# Asus X99 Deluxe Review



## sumonpathak (Dec 16, 2014)

*Introduction : Intel X99 Chipset*
This was coming. With the launch of Sandy Bridge-E, Intel had segregated the consumer and the enthusiast market, with their H/B/Z* chipsets catering to the former, and the X* chipsets directed towards the latter. In the following years, we saw the consumer platform refreshed thrice (in reality 2.5 times, since Devil’s Canyon is basically a Haswell refresh), while the enthusiast market only went through one. Ivy Bridge-E wasn’t a massive overhaul, and unlike the consumer side of things Intel did not bring a new chipset on the table. There were many limitations of the Sandy Bridge-E/Ivy Bridge-E platform (no native PCIe 3.0 amongst many), but maybe due to the lack of competition there was no specific urge from camp blue to update the enthusiast platform.With Haswell refresh out of the way though, Intel finally introduced the refresh to its high-end segment based on 20nm manufacturing process.Dubbed Haswell-E, the following parts were released:

Three processors, the first consumer-grade 8-core Core i7-5960X, and the six core parts 5930K and 5820K. Interesting thing to notice here is that the cheapest processor has six cores, but has access to a reduced 28 PCIe 3.0 lanes compared to the other two which have full 40 PCIe 3.0 lanes. 
A new, backward incompatible socket LGA2011-3. 
A new chipset, X99.The first consumer platform for DDR4 memory, base frequency 2133 MHz, support for XMP 2.0. With the new platform the incremental upgrades also follow suit, such as IPC improvements, and introduction of SATA-Express, and M.2 storage. 
Today we will be looking at ASUS’ X99-Deluxe, their top end board for consumer segment for the Haswell-E platform, and testing Intel’s Core i7-5960X to see how it performs.So lets dive into the review without further ado.
*techarx.com/wp-content/uploads/2014/11/x99-chipset-block-diagram.jpg 
*Product Showcase*
The box retains similar styling from ASUS' Z97 series of boards. Not too gimmicky, not too filled with information in the front, with a full, clear image of the motherboard.

*www.techarx.com/imgs/reviews/x99-deluxe/box_front.jpg

The feature lists and brief explanations get shifted mostly to the back side, with ASUS throwing in some of the comparison charts as well. It is a stark contrast to the minimal front side.*www.techarx.com/imgs/reviews/x99-deluxe/box_back.jpg  

ASUS X99-Deluxe has the following box contents :

User's manual 
2 x Features/set-up guide 
1 x I/O shield 
8 x SATA 6 Gb/s cables 
1 x ASUS O.C. ADRENALINE case sticker 
1 x SLI bridge 
1 x Audio power plug 
1 x Q-Connector kit (2 pieces)

### MATERIAL SUPPLIED:
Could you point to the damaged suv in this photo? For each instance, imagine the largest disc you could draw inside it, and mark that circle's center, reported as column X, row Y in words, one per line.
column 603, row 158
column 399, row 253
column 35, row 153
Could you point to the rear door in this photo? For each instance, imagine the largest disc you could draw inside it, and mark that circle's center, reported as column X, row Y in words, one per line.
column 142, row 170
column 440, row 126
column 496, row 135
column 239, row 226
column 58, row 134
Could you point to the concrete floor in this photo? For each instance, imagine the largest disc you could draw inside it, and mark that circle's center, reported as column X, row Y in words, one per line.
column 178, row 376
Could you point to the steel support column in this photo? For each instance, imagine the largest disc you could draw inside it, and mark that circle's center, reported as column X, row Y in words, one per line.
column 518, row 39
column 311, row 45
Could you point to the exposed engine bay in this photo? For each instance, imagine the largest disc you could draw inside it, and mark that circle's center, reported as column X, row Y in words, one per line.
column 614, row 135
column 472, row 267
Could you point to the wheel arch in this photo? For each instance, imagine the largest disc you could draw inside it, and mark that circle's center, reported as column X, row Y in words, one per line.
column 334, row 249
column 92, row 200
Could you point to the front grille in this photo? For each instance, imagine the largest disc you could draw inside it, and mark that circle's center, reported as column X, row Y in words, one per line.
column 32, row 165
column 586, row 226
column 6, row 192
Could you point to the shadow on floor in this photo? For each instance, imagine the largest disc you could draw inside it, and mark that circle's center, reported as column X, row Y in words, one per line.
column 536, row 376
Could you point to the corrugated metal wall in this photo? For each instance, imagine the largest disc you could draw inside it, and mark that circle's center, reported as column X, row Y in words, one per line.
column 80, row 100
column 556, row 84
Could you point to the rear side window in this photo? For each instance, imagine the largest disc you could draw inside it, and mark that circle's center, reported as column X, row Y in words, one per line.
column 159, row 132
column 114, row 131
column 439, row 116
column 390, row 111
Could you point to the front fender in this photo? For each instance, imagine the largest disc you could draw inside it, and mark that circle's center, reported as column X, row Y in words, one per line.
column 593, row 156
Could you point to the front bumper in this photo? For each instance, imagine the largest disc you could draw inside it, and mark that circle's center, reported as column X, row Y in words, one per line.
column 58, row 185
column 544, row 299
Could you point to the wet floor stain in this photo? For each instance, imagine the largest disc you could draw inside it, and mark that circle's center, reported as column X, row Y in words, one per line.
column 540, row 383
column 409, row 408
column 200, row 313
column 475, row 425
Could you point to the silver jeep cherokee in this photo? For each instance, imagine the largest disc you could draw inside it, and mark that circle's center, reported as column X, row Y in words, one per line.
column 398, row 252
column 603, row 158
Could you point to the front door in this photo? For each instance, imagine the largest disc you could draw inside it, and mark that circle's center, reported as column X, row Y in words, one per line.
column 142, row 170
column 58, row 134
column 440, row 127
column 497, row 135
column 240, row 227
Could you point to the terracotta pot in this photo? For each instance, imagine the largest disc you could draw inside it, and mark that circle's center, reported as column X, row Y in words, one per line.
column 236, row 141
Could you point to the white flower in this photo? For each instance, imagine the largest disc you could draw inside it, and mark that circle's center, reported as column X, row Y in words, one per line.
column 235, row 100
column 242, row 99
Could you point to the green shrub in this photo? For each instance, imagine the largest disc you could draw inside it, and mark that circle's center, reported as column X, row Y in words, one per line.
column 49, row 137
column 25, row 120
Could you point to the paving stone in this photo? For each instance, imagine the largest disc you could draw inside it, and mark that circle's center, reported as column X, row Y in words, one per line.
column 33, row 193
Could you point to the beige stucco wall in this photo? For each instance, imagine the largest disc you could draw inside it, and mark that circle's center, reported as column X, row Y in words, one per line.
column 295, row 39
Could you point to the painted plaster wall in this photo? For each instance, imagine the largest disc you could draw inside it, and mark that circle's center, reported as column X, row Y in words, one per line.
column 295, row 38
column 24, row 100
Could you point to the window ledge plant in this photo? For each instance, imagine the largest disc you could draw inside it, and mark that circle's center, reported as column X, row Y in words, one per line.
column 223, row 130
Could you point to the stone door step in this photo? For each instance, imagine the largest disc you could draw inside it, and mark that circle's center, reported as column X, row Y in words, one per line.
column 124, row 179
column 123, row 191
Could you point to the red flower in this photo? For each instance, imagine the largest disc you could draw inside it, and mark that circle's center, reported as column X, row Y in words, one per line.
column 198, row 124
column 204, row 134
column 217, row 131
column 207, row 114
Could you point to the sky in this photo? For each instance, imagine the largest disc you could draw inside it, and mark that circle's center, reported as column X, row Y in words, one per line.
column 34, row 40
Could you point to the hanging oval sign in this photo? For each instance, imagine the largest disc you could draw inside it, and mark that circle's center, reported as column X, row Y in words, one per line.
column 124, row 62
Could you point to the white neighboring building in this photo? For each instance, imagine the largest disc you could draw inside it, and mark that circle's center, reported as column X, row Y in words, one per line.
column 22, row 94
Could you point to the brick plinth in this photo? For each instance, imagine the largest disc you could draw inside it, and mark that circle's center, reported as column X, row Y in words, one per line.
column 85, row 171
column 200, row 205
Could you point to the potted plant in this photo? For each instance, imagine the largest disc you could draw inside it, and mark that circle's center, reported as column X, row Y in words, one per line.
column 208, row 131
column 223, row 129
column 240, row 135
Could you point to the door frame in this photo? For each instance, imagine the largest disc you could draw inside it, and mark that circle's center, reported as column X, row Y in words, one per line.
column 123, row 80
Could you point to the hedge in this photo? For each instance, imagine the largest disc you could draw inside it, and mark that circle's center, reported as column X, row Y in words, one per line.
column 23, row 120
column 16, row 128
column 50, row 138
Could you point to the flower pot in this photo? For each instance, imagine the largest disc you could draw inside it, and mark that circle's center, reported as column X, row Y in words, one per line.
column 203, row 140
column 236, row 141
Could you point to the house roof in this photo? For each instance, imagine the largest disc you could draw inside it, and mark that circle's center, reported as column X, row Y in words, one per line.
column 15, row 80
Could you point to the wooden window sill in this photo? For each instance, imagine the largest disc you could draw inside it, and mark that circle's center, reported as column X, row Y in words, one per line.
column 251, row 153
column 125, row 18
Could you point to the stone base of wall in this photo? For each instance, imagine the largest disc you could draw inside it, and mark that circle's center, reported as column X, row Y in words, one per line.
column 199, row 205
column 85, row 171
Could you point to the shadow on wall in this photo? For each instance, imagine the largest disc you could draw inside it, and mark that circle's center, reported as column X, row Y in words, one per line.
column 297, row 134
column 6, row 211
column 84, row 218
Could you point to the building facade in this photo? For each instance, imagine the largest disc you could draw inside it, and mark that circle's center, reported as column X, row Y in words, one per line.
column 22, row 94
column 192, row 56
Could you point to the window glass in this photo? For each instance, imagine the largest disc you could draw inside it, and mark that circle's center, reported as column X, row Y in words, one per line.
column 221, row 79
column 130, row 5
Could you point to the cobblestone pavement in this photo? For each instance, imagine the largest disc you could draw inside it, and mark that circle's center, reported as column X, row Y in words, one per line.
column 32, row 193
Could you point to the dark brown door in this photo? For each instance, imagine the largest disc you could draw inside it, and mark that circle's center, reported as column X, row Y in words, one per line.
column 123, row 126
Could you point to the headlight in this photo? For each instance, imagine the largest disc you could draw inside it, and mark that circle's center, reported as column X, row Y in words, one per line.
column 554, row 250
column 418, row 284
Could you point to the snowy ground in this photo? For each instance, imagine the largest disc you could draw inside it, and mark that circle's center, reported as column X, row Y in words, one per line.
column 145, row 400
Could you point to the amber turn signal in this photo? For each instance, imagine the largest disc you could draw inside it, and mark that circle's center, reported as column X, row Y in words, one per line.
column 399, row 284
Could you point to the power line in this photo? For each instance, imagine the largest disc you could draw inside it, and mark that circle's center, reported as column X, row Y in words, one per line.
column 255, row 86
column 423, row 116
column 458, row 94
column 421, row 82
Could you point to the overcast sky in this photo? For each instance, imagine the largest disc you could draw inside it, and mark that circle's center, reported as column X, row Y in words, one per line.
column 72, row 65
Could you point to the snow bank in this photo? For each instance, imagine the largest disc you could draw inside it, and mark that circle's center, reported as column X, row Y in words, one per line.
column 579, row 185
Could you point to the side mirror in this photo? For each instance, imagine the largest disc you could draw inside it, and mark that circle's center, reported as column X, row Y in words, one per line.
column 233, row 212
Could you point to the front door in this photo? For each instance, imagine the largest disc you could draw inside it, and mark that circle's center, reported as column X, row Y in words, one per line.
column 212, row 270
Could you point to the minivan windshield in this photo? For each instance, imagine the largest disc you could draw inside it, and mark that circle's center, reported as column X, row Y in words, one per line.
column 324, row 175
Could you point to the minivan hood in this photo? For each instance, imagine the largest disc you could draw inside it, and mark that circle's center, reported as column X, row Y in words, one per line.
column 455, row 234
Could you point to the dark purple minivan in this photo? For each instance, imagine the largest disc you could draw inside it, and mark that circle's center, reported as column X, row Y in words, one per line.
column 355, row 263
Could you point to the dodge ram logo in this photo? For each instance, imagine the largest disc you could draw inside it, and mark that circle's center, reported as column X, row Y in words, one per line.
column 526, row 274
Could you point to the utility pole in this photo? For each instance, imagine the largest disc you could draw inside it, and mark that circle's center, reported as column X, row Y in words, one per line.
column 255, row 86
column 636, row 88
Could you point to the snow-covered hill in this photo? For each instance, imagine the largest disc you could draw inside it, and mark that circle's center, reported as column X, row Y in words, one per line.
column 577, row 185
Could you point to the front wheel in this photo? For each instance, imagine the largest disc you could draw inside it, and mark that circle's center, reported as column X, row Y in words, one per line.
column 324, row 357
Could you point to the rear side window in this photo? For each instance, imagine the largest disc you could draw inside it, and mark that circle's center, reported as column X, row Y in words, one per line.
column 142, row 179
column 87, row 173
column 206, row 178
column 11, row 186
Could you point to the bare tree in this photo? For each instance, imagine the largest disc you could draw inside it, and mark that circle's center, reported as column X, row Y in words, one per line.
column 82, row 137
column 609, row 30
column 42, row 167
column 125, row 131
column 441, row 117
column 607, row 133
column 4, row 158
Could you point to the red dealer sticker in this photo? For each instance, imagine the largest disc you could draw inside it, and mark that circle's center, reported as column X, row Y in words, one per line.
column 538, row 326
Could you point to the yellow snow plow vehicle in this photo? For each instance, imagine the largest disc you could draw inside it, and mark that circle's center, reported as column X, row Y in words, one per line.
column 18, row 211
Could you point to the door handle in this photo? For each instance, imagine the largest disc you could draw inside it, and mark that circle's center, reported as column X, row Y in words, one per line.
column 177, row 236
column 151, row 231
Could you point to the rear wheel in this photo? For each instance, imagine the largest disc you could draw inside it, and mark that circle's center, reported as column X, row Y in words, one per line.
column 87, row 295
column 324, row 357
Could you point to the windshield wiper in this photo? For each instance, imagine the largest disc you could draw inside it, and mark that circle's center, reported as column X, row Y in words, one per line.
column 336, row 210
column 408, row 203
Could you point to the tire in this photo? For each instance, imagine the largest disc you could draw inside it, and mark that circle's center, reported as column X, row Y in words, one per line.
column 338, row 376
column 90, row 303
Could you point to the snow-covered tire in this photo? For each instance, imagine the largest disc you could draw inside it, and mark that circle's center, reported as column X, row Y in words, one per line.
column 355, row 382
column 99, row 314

### OBJECTIVE:
According to the motherboard review, how many SATA 6 Gb/s cables come in the ASUS X99-Deluxe box?

### SOLUTION FOR THIS EXERCISE:
Eight SATA 6 Gb/s cables.